WHAT NEEDS TO BE DONE:
Rescale the rows from the line containing "the metal pole" through the line containing "x=1324, y=539", and give only those lines. Reproduce every line in that span, multiplying each answer coordinate by 1.8 and rounding to the nearest whole number with halves rounded up, while leaving the sample layout coordinates and all other text unchanged.
══════════
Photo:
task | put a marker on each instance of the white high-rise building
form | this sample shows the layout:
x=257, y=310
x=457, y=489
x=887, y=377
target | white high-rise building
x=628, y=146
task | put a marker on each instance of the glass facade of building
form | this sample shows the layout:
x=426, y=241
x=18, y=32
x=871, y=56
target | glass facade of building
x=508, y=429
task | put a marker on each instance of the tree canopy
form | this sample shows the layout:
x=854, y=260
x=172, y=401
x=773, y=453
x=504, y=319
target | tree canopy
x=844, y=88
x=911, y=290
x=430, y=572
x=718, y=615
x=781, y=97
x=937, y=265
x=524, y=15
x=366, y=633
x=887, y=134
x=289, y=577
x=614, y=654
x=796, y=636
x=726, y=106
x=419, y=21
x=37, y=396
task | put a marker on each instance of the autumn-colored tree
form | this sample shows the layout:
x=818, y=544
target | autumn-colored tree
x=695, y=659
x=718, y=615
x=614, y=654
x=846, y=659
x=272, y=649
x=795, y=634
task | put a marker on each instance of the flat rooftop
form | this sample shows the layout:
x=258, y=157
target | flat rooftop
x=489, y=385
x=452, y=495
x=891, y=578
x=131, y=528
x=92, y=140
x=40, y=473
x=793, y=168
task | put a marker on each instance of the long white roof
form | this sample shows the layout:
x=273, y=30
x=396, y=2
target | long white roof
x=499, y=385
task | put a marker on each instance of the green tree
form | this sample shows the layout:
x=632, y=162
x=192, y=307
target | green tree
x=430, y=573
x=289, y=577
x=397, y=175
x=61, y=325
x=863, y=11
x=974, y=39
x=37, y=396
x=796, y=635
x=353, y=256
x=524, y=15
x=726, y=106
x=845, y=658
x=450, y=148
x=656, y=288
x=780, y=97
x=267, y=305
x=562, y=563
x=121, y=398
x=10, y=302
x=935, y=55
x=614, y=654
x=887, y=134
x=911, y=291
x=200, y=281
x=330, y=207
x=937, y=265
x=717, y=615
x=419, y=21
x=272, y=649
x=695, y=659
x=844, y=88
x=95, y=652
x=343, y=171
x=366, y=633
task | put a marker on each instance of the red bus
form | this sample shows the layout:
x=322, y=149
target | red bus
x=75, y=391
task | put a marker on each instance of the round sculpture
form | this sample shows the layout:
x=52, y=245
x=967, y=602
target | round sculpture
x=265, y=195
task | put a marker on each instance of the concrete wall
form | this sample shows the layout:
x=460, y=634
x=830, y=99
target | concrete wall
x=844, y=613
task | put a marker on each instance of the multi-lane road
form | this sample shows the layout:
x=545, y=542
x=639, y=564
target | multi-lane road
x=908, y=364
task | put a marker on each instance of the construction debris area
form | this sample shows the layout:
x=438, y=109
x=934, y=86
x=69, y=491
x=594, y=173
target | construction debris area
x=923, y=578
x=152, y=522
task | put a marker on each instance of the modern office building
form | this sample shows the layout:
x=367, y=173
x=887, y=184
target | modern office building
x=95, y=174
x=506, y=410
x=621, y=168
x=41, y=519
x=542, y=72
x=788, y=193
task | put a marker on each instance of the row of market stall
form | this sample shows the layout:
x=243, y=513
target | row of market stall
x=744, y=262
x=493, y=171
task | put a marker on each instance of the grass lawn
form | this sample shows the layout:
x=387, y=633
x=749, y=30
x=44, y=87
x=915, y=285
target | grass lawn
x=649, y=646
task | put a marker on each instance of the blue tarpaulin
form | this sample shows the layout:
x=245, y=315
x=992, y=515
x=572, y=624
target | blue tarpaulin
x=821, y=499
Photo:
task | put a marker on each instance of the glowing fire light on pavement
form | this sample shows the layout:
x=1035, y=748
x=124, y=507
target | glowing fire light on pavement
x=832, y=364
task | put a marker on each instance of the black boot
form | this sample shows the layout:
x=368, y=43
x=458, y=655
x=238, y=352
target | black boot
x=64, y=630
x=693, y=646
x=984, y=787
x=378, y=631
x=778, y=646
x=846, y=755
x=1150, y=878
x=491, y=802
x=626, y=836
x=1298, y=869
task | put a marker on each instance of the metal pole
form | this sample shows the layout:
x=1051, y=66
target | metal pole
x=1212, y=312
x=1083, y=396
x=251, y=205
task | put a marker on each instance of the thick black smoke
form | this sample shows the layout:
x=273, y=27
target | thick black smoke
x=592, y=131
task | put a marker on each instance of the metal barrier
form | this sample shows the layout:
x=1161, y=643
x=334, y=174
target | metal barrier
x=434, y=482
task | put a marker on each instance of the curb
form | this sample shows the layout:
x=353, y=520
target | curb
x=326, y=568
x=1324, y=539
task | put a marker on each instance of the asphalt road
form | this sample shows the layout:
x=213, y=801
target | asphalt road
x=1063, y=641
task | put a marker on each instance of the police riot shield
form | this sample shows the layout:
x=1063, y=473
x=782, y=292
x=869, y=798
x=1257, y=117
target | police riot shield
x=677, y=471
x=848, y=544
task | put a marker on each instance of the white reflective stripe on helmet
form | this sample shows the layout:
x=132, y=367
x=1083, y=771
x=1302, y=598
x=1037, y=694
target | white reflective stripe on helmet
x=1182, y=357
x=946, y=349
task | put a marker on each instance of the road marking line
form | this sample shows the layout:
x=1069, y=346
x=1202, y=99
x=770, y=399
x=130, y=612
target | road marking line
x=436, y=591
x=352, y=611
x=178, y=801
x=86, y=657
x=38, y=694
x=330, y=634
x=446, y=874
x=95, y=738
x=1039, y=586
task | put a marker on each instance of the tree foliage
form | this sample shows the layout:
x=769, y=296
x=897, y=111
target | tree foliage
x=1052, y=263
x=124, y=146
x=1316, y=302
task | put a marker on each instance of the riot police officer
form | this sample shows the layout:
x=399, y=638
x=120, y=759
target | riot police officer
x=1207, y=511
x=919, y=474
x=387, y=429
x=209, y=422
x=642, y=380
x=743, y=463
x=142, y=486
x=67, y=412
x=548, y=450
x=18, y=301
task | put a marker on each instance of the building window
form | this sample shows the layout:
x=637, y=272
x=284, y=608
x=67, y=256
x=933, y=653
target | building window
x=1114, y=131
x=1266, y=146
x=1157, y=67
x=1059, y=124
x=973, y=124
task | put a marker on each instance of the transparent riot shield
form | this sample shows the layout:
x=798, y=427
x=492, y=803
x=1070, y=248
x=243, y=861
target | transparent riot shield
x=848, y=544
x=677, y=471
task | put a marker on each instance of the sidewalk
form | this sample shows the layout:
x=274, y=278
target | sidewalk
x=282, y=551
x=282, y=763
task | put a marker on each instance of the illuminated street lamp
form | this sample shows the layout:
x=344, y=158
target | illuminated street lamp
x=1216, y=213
══════════
RESULT OF THE EXERCISE:
task | put a marker on each instance of the metal pole
form | this sample shows the layout:
x=1051, y=66
target | metal pole
x=2182, y=562
x=1949, y=713
x=452, y=369
task | put a marker on each instance of the thick black smoke
form | this sample shows the layout:
x=273, y=27
target | thick black smoke
x=1066, y=236
task | put a marker on each instance of the metal barrier
form | this sample shows the layout:
x=1161, y=643
x=334, y=174
target | metal barrier
x=781, y=868
task | put a marker on each instance of the curb
form | this sample shows the layout:
x=353, y=520
target | curb
x=587, y=1022
x=2383, y=970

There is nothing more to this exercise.